Pick out every line of the items below that contains the word "white", and copy each such line in full. Treat case as significant.
.....
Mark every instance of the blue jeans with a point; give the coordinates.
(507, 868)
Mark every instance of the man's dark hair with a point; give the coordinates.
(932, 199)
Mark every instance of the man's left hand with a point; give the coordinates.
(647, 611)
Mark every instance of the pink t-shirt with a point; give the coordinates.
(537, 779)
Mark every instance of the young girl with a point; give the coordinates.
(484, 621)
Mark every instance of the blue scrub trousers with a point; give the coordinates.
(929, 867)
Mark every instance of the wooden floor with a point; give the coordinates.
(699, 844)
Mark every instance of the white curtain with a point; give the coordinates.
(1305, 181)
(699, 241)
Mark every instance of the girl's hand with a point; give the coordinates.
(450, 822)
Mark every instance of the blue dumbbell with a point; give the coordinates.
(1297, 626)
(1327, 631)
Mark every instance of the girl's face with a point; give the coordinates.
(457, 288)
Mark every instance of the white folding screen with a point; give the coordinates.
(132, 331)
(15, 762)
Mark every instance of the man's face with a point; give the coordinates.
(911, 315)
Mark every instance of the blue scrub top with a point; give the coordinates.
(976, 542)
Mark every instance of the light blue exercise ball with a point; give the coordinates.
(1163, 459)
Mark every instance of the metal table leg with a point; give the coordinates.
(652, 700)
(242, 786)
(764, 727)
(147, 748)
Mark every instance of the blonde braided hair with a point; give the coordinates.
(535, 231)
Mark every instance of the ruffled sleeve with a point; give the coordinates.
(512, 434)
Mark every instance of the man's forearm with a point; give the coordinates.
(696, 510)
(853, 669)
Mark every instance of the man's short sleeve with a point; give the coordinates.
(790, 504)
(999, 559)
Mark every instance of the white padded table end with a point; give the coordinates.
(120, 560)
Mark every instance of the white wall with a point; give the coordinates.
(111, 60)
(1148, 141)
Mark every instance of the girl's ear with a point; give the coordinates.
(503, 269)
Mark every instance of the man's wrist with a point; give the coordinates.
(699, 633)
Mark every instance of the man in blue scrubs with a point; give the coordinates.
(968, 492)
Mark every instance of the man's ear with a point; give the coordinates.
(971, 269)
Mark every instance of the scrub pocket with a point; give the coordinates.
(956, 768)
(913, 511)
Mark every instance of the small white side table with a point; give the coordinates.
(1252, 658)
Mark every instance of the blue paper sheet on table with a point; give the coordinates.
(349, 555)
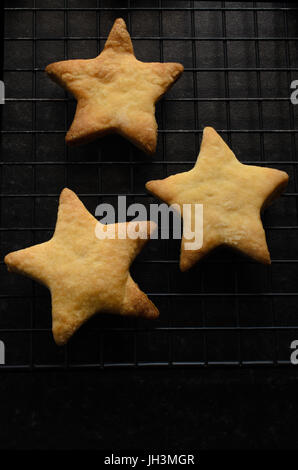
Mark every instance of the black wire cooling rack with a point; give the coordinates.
(240, 59)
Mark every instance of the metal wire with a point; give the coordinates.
(198, 342)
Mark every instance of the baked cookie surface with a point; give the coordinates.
(115, 92)
(232, 195)
(85, 274)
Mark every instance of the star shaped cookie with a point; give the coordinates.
(85, 274)
(232, 195)
(115, 92)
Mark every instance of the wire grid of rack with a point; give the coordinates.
(240, 59)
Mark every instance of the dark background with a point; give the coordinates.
(213, 372)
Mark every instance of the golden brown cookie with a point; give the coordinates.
(232, 194)
(85, 275)
(115, 92)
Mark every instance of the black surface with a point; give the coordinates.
(228, 310)
(181, 410)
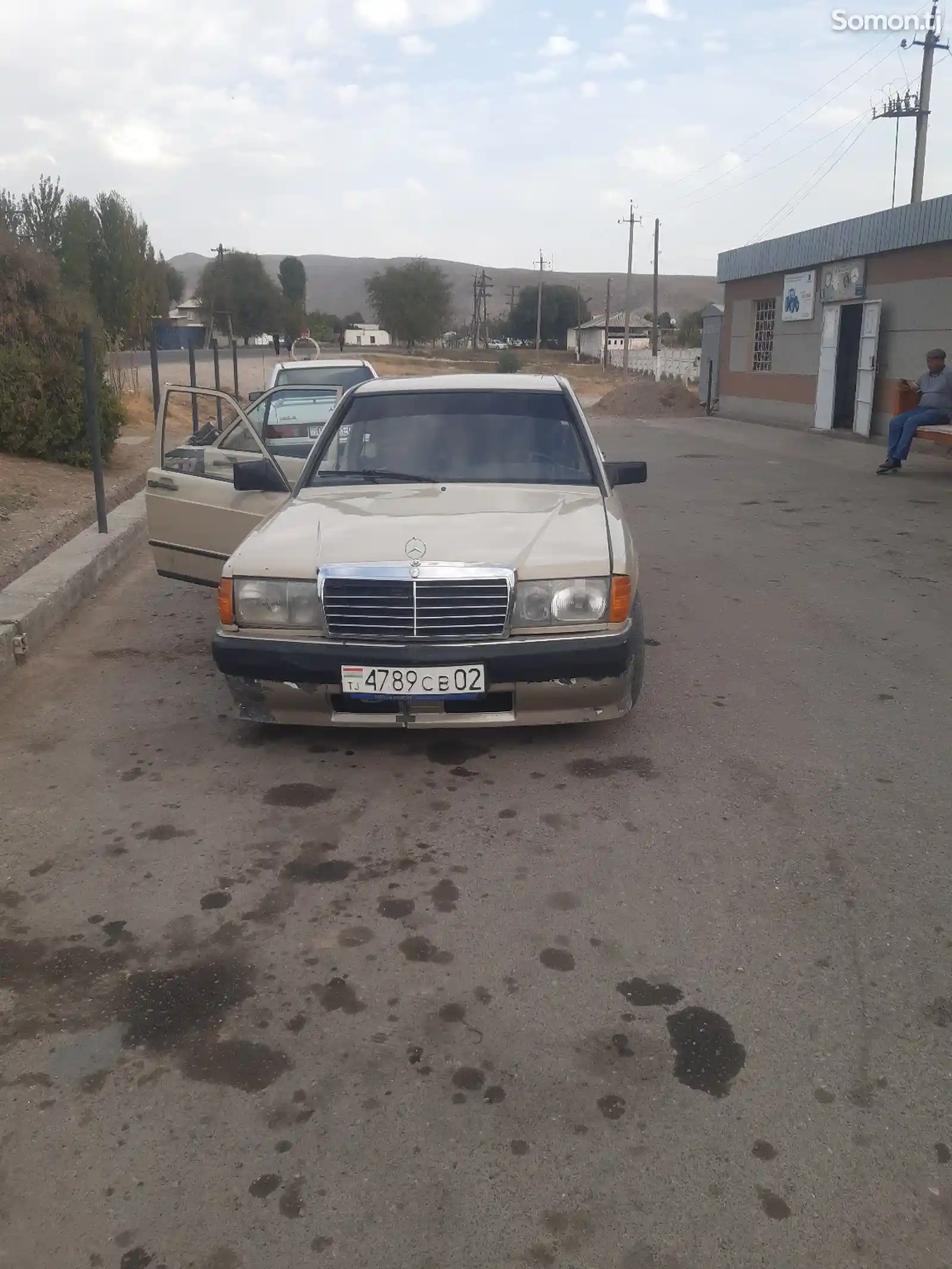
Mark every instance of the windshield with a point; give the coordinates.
(337, 376)
(480, 435)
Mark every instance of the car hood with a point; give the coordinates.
(540, 531)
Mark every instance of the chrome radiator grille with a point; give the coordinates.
(427, 609)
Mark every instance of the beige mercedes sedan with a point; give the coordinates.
(450, 554)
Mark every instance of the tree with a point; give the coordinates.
(690, 329)
(412, 301)
(293, 282)
(79, 245)
(10, 214)
(236, 283)
(174, 283)
(560, 311)
(41, 215)
(42, 404)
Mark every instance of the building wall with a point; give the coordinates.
(916, 289)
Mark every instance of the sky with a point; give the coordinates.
(475, 130)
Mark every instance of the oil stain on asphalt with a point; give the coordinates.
(709, 1057)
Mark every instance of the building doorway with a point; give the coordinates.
(845, 376)
(851, 324)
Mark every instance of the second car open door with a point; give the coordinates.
(196, 516)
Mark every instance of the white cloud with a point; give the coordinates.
(657, 160)
(655, 9)
(616, 61)
(415, 46)
(139, 144)
(545, 75)
(559, 46)
(395, 15)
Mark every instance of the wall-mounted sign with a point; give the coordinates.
(798, 290)
(843, 281)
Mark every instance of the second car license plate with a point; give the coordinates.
(441, 681)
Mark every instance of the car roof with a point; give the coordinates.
(464, 384)
(322, 365)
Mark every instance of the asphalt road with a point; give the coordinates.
(667, 993)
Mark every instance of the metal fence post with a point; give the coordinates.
(154, 359)
(192, 381)
(96, 449)
(217, 380)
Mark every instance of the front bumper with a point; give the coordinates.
(550, 679)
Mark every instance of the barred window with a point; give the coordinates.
(763, 334)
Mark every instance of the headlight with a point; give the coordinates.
(277, 603)
(570, 602)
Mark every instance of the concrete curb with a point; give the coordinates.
(41, 599)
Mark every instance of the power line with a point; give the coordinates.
(850, 123)
(793, 129)
(806, 188)
(791, 111)
(793, 108)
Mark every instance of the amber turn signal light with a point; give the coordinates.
(226, 602)
(620, 603)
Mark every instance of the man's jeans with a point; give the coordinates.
(903, 430)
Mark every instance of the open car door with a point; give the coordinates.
(196, 517)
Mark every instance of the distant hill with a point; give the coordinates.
(337, 283)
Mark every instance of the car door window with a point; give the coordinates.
(206, 434)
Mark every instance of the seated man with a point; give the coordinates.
(935, 406)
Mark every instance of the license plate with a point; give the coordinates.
(441, 681)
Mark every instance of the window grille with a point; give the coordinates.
(763, 334)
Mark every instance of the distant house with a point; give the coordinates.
(367, 334)
(591, 337)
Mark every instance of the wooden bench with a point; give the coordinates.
(941, 434)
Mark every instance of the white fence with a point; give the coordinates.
(681, 364)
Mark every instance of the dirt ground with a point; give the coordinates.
(43, 504)
(644, 399)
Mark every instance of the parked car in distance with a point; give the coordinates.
(337, 372)
(453, 554)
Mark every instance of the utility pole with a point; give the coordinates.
(903, 106)
(631, 223)
(487, 289)
(654, 309)
(608, 318)
(538, 306)
(922, 121)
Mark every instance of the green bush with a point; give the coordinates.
(42, 403)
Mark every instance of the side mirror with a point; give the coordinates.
(258, 476)
(626, 474)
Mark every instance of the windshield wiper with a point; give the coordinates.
(377, 474)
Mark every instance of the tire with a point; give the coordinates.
(638, 650)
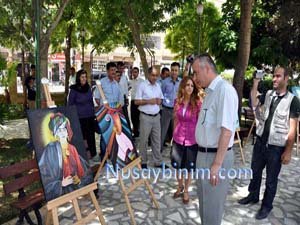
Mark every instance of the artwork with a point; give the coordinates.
(59, 150)
(115, 135)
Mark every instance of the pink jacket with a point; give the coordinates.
(184, 132)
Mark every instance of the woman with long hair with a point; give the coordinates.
(184, 150)
(81, 96)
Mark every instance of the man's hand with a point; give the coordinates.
(286, 157)
(214, 174)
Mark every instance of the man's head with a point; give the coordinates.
(280, 79)
(72, 71)
(175, 70)
(111, 70)
(118, 76)
(32, 70)
(165, 72)
(153, 75)
(135, 72)
(121, 67)
(204, 70)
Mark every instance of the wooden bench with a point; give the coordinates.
(20, 176)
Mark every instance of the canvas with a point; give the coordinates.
(59, 150)
(116, 136)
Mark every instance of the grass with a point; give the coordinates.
(13, 150)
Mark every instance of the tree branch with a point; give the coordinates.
(57, 17)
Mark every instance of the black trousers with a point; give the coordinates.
(135, 118)
(87, 129)
(268, 156)
(125, 113)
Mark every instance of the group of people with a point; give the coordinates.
(203, 127)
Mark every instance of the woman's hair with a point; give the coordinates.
(195, 98)
(78, 74)
(57, 120)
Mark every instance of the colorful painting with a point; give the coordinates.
(59, 150)
(116, 136)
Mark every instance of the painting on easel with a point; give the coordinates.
(59, 150)
(115, 135)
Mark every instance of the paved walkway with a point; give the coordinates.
(286, 205)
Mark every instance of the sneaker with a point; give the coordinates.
(248, 200)
(96, 159)
(262, 213)
(162, 166)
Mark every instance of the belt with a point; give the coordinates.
(153, 115)
(201, 149)
(168, 107)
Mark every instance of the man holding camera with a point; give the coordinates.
(276, 132)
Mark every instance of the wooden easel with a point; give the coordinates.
(73, 196)
(134, 183)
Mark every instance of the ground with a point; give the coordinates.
(286, 204)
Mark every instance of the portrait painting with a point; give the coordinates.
(59, 150)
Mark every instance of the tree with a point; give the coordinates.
(182, 37)
(16, 32)
(243, 49)
(134, 20)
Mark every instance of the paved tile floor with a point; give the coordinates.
(286, 205)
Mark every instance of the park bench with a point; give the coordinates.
(19, 176)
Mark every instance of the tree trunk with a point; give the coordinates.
(67, 52)
(136, 34)
(244, 49)
(23, 79)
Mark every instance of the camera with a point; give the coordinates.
(190, 58)
(259, 74)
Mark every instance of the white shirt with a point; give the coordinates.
(145, 91)
(124, 85)
(134, 83)
(219, 109)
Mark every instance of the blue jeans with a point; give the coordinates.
(268, 156)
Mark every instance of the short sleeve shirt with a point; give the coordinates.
(146, 90)
(111, 91)
(219, 109)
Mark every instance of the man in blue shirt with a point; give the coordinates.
(110, 87)
(169, 89)
(112, 94)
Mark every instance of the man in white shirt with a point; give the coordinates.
(124, 89)
(148, 97)
(134, 111)
(214, 134)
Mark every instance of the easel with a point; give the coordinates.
(73, 196)
(134, 164)
(237, 132)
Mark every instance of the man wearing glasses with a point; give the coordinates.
(214, 134)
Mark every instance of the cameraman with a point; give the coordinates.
(276, 132)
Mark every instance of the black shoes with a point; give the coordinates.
(262, 213)
(248, 200)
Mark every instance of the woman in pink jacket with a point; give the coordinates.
(184, 150)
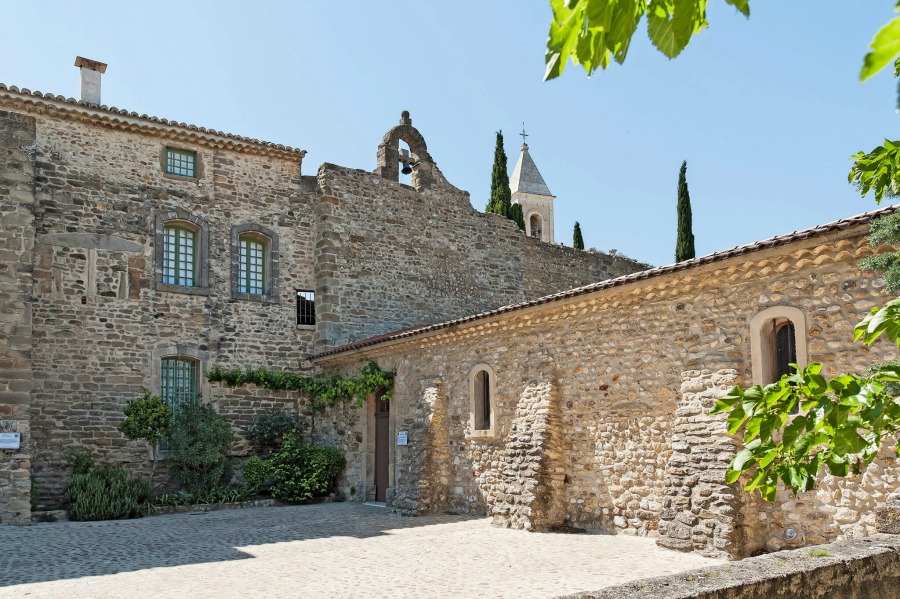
.....
> _CORRECT RESPONSE_
Mark every instance of the white curtain with a point; give the coordinates.
Mark every instance of the white folding screen with a point; give the coordinates.
Mark every instance of the white padded table end with a point; give the coordinates.
Mark every instance of the white wall with a point; give the coordinates.
Mark every instance of the small white side table with a point; give the coordinates.
Mark every instance of the white cloud with a point; give the coordinates.
Mark every instance of the white fence with a point; give the coordinates.
Mark every instance of the white shirt with a point; give the coordinates.
Mark every instance of the man in white shirt with a point; give the coordinates.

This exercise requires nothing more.